**YOUR INSTRUCTIONS**
Rewrite the items below with every "Provide" changed to "Supply" and all other text left as is. Don't include the pictures in your answer.

**ENTRIES SUPPLIED**
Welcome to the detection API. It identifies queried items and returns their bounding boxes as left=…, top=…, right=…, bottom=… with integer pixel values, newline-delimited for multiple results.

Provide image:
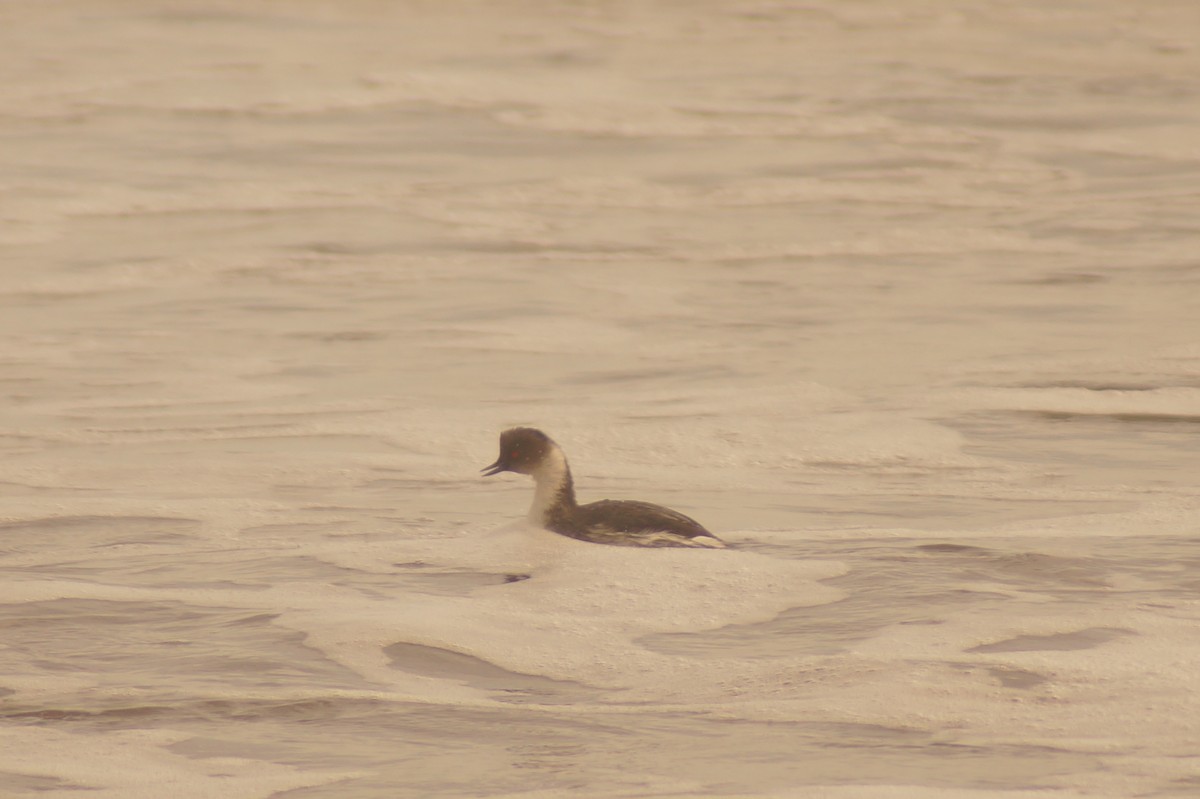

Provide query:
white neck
left=529, top=446, right=575, bottom=527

**SOLUTION**
Welcome to the detection API. It identifies queried items and returns their bounding boxes as left=…, top=…, right=…, bottom=… with integer pixel values, newline-delimited for multiple results.

Supply image:

Supply query:
white neck
left=529, top=446, right=575, bottom=527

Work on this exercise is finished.